YOUR OBJECTIVE:
Return every line below from the one containing "[locate] the wooden desk" down to the one containing "<point>221,193</point>", both included, copied character for character. Omit the pictures.

## begin EXTRACTED INFORMATION

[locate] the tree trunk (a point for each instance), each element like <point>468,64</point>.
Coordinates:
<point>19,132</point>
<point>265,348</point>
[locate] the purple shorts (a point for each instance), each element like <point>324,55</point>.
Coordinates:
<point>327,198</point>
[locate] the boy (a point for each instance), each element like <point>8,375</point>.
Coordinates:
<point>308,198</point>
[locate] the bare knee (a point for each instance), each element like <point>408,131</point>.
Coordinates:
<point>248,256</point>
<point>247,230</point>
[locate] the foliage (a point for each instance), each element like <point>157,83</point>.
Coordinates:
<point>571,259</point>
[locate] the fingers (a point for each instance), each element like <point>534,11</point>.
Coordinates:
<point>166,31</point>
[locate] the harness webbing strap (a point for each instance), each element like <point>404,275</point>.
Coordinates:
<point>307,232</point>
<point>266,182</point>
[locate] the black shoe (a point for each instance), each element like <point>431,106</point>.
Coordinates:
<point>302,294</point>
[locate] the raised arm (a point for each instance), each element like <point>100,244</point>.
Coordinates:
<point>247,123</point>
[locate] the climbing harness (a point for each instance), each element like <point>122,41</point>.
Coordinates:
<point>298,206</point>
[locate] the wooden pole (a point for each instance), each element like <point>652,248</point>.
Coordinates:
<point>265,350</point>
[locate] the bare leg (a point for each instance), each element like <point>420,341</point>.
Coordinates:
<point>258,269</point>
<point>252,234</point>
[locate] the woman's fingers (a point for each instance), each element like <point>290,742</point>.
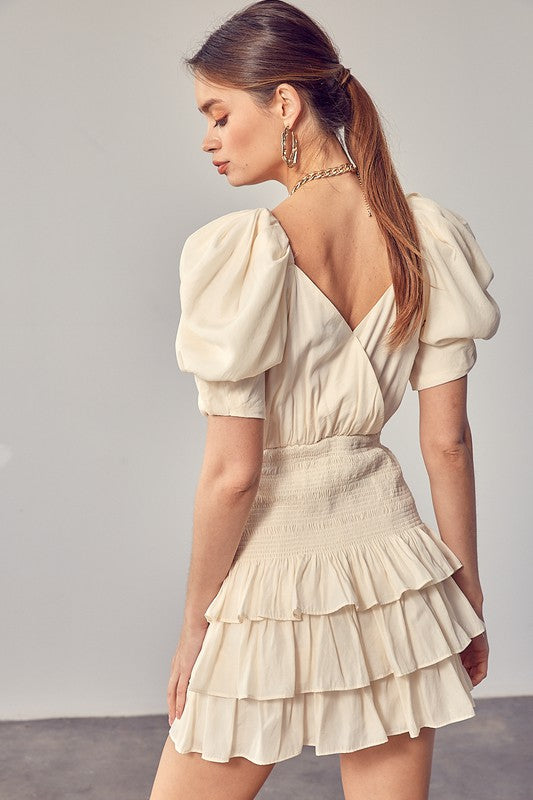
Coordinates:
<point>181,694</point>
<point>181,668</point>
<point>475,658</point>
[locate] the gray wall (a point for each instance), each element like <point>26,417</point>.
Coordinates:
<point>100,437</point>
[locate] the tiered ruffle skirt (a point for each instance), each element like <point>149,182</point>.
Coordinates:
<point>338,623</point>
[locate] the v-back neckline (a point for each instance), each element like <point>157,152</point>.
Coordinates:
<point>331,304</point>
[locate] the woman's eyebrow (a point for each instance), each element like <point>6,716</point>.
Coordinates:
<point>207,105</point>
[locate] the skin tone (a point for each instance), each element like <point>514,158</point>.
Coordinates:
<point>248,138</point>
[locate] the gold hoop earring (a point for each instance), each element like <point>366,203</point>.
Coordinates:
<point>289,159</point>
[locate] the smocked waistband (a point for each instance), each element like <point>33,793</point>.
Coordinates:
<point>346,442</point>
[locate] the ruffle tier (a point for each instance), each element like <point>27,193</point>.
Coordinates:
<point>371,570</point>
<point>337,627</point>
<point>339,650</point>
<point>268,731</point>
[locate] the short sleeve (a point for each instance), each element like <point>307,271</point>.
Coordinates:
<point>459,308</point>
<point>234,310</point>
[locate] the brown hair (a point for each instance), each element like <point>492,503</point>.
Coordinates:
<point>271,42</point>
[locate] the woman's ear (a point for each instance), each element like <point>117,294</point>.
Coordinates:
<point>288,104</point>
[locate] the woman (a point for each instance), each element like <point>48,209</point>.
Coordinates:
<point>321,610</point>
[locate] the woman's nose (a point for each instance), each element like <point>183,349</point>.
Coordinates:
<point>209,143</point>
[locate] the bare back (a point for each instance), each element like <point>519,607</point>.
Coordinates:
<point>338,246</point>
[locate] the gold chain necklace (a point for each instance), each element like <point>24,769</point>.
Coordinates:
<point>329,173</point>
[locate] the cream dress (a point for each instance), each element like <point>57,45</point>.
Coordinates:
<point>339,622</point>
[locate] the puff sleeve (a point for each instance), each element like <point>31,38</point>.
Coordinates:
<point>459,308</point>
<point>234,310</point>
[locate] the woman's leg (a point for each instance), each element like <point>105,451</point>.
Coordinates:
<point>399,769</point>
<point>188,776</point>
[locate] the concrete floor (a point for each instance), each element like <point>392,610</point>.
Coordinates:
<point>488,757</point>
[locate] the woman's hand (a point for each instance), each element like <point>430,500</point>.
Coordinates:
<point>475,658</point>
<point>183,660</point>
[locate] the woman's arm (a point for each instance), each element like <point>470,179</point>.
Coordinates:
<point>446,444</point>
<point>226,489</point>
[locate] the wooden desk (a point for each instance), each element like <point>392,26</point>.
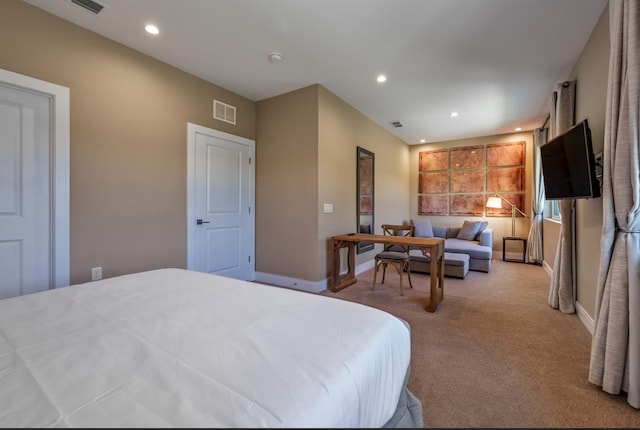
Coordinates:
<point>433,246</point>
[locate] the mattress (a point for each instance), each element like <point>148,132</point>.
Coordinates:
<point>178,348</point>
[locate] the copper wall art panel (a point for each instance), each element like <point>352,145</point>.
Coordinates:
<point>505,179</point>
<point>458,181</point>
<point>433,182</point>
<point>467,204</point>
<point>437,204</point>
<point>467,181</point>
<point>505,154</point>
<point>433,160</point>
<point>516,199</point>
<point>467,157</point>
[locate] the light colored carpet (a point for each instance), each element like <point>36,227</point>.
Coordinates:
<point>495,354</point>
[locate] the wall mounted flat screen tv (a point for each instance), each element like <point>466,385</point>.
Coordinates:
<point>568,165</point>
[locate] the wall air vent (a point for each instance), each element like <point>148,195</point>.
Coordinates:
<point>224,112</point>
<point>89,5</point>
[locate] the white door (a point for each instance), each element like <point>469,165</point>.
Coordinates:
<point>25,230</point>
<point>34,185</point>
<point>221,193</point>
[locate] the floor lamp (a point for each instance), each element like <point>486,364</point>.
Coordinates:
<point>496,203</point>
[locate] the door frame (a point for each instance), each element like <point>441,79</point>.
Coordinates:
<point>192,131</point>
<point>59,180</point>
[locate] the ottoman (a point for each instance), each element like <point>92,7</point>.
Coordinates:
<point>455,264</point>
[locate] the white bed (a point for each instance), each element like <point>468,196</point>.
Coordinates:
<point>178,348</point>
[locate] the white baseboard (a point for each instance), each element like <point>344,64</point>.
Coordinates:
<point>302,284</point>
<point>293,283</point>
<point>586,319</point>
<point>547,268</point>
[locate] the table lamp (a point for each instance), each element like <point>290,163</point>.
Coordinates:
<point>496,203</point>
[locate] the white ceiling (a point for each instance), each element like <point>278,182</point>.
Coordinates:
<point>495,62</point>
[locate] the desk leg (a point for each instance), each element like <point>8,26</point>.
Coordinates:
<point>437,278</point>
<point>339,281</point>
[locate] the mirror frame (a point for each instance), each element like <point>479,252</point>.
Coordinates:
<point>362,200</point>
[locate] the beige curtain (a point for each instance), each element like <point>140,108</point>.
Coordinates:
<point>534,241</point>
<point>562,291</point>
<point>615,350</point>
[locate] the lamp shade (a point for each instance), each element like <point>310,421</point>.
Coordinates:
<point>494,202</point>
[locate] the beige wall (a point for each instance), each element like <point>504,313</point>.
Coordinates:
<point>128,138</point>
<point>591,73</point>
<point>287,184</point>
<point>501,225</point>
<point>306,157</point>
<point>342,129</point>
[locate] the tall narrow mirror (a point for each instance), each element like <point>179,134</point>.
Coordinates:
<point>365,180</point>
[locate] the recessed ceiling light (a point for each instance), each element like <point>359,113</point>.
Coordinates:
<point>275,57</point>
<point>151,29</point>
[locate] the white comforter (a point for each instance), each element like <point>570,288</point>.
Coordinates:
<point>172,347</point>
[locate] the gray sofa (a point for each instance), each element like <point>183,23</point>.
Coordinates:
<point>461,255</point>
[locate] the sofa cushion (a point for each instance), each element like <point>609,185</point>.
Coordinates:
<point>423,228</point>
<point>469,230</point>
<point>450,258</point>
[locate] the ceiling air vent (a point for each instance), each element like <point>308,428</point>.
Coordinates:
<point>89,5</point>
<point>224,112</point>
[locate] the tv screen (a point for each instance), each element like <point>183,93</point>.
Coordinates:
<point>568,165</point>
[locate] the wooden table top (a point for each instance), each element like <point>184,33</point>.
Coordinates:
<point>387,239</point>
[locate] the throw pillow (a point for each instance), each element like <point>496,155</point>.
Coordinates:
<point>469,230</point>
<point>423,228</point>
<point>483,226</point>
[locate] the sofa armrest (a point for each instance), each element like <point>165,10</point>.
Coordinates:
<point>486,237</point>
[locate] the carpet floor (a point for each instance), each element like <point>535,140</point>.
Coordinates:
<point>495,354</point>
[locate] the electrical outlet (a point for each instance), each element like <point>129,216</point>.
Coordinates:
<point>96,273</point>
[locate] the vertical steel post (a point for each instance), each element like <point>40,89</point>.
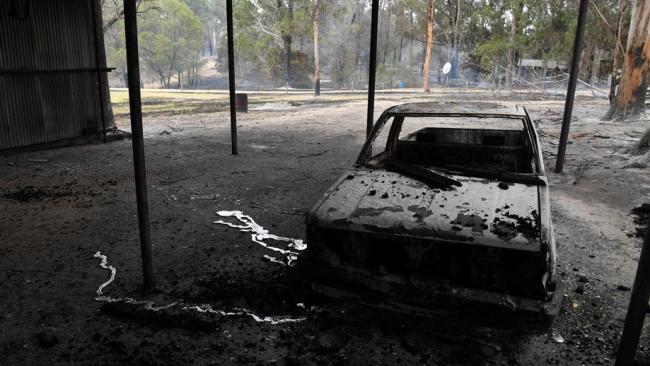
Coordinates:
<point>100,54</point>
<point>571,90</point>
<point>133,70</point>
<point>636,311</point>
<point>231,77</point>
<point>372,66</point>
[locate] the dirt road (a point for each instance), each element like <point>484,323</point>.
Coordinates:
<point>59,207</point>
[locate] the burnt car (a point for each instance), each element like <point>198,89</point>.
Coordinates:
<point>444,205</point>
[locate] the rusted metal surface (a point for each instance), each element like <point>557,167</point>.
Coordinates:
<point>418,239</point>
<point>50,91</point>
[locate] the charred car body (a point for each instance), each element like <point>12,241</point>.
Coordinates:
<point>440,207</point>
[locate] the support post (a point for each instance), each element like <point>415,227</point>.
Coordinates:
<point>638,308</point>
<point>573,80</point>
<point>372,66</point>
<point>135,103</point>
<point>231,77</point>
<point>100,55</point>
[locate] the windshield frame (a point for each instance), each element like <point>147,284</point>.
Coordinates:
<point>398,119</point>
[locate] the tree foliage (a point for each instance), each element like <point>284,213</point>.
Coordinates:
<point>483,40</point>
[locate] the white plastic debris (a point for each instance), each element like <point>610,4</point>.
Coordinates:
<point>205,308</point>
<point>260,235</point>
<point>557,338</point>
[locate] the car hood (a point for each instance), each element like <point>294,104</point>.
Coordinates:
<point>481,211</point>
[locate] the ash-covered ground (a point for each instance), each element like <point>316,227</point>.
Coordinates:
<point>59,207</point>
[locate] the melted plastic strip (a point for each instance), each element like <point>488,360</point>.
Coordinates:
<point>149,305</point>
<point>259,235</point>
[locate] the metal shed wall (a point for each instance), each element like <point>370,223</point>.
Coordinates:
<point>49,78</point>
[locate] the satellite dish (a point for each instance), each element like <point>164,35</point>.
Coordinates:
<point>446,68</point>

## end EXTRACTED INFORMATION

EXERCISE OUTPUT:
[locate] the wooden desk (a point for each instance), each element like <point>392,26</point>.
Coordinates:
<point>433,246</point>
[locate] the mattress (a point for each instance), each element like <point>148,132</point>.
Coordinates:
<point>178,348</point>
[locate] the copper wall art panel (a point for each instance), each element like <point>352,145</point>.
Coordinates:
<point>505,179</point>
<point>458,181</point>
<point>433,182</point>
<point>467,204</point>
<point>437,204</point>
<point>467,181</point>
<point>505,154</point>
<point>433,160</point>
<point>516,199</point>
<point>467,157</point>
[locate] the light colored carpet (a point for each instance), each element like <point>36,227</point>.
Coordinates:
<point>495,354</point>
[locate] the wall mounted flat screen tv (a point for each instance), each element like <point>466,385</point>.
Coordinates:
<point>568,165</point>
[locate] the wall air vent (a point for each instance), each element like <point>148,195</point>.
Coordinates:
<point>224,112</point>
<point>89,5</point>
[locate] the white door (a point for each instance), each element like <point>469,165</point>.
Coordinates:
<point>25,230</point>
<point>34,185</point>
<point>221,193</point>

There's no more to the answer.